● Supplied text:
■ ■ ■ ■ ■

I just got off the phone with Phil and we have good news to report on Alice. She is ready to come home after spending almost four days in the veterinary hospital. According to Phil she is holding down semi solid food and has not had a vomiting incident since she recovered from surgery.
According to the hospital staff she is alert, really hungry and ready to go home. She has not had a bowel movement yet but that's not uncommon in a hospitalized dog that has not had much in her GI tract for over a week.
They are waiting for the biopsy results but her veterinarian is thinking that she has lymphocytic, plasmacytic enteritis which can be synonymous with inflammatory bowel disease involving the stomach and upper small intestine. Inflammatory bowel disease (IBD) is one of those very confusing diagnoses with multiple conditions that give very similar clinical signs.
It gets even more complicated to confirm an IBD diagnosis. Technically you should biopsy eight different locations in the small intestine to be sure. One normal or negative biopsy does not rule out IBD as it can be found just around the bend in another part of the intestine. The biopsies have to be deep enough and include enough tissue to be diagnostic and you have to be very careful not to crush the tissue when you are taking the biopsy.
The bottom line is that a diagnosis of IBD is tough to make definitively and consequently it probably gets mis-diagnosed fairly often.
To make things even more complicated there are a number of conditions that cause inflammatory cells to infiltrate the GI tract and give a very similar histological picture of the GI tract lining.
For instance, dietary hypersensitivity or food allergy is one such problem. And as we've mentioned before, food gets blamed for more than it's fair share of allergies.

■ ■ ■ ■ ■

● Brief 1:
Write out the passage about Alice from "It gets even" up to and including "taking the biopsy.".
● Brief 2:
Carry the passage about Alice forward from its final sentence.

■ ■ ■ ■ ■

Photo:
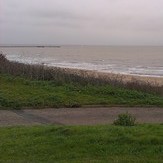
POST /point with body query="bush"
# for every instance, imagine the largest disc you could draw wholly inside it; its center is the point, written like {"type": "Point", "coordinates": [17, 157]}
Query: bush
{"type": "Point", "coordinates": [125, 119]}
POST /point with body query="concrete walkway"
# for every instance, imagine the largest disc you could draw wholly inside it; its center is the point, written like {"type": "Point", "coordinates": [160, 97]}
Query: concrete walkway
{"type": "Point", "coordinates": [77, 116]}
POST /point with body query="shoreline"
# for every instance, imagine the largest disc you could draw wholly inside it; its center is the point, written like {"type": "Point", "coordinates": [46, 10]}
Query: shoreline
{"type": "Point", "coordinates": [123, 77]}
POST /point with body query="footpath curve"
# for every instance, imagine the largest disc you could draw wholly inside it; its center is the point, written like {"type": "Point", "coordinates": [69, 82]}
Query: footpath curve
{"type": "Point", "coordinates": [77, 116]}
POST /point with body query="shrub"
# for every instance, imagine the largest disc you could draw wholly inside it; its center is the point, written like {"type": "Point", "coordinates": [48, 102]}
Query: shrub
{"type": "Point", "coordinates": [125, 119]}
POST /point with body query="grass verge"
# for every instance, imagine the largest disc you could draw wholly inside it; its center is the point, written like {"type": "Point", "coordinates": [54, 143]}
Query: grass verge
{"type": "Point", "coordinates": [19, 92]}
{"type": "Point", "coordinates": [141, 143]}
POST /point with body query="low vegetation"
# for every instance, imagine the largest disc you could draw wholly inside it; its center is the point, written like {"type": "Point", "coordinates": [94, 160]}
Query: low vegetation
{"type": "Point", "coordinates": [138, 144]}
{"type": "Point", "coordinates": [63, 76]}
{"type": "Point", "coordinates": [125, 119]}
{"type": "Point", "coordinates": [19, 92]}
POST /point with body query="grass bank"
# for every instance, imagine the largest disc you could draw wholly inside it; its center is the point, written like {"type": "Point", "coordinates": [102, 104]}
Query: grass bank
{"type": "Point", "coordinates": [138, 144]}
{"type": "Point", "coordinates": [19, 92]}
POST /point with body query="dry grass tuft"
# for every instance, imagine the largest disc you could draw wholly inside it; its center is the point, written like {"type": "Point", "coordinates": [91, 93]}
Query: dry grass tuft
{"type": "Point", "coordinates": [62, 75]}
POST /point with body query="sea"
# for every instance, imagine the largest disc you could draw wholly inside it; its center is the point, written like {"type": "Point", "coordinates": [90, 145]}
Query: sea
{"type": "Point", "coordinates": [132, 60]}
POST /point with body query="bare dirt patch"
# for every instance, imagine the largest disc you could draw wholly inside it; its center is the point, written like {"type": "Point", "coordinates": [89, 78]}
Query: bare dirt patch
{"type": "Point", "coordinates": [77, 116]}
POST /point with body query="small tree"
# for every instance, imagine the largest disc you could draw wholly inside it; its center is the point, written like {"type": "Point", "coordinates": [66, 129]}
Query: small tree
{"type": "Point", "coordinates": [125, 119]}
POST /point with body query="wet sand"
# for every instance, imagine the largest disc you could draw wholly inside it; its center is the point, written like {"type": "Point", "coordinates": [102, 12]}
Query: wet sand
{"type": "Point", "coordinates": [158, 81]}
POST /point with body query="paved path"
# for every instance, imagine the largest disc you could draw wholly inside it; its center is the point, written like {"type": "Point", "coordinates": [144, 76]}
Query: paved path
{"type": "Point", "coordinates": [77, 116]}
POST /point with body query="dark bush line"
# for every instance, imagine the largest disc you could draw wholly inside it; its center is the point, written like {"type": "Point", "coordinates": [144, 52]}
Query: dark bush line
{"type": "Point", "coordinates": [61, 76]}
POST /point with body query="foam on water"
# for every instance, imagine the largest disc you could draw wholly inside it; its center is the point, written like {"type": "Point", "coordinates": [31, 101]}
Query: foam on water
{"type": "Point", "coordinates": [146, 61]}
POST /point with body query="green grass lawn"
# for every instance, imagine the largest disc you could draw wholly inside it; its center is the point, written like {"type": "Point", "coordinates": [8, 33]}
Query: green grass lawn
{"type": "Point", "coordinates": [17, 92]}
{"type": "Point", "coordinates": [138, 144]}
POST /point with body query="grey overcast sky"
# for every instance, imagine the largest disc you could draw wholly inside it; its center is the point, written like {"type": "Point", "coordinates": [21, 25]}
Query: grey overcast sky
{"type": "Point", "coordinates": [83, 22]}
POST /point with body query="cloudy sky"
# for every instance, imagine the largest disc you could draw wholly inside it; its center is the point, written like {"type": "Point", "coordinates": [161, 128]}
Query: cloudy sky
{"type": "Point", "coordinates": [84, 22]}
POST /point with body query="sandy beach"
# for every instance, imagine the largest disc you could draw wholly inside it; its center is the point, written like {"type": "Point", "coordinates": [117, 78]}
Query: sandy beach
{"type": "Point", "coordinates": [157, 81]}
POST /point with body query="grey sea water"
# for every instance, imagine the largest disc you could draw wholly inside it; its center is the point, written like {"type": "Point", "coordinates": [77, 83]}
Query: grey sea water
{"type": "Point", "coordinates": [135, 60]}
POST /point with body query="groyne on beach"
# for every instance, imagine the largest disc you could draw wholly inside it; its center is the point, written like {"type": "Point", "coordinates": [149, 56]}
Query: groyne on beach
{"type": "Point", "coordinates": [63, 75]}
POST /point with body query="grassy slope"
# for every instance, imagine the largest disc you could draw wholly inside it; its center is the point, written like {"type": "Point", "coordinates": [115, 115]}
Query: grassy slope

■ ■ ■ ■ ■

● Answer section 1:
It gets even more complicated to confirm an IBD diagnosis. Technically you should biopsy eight different locations in the small intestine to be sure. One normal or negative biopsy does not rule out IBD as it can be found just around the bend in another part of the intestine. The biopsies have to be deep enough and include enough tissue to be diagnostic and you have to be very careful not to crush the tissue when you are taking the biopsy.

● Answer section 2:
To definitively diagnose food allergy you have to conduct an eight week elimination trial. You have to be prepared to make a home made recipe or feed a veterinary hypoallergenic diet for two months. You can't feed anything else, not treats, no chewable Heartworm medication, just the diet and water. That can be hard on a dog owner and it can get expensive too. Consequently, food hypersensitivity is commonly mis-diagnosed or, maybe more accurately, over diagnosed.
OK, so it's a weird world of confusion in the chronic vomiting, chronic weight loss arena. But there is good news as far as Alice is concerned. Her veterinarian is doing all the right things to manage her case. She's on antibiotics for a potential bacterial enteritis that could be at the root of the whole problem and she's on corticosteroids which have already decreased the intestinal inflammation to the point that she can handle food without vomiting.
That's the most important step in the right direction. We also know that there is no foreign body or cancer involved. We can hope that the antibiotics and corticosteroids will do the trick and allow the GI tract to heal. Even if it does end up being a real case of IBD, we can continue to manage that medically for a long time.
We'll continue to follow this most interesting case on the blog. We should have the all important biopsy results later this week.
One last thought. Today is election day. Go out and vote if you have not already voted. Participation is the key word in participatory democracy.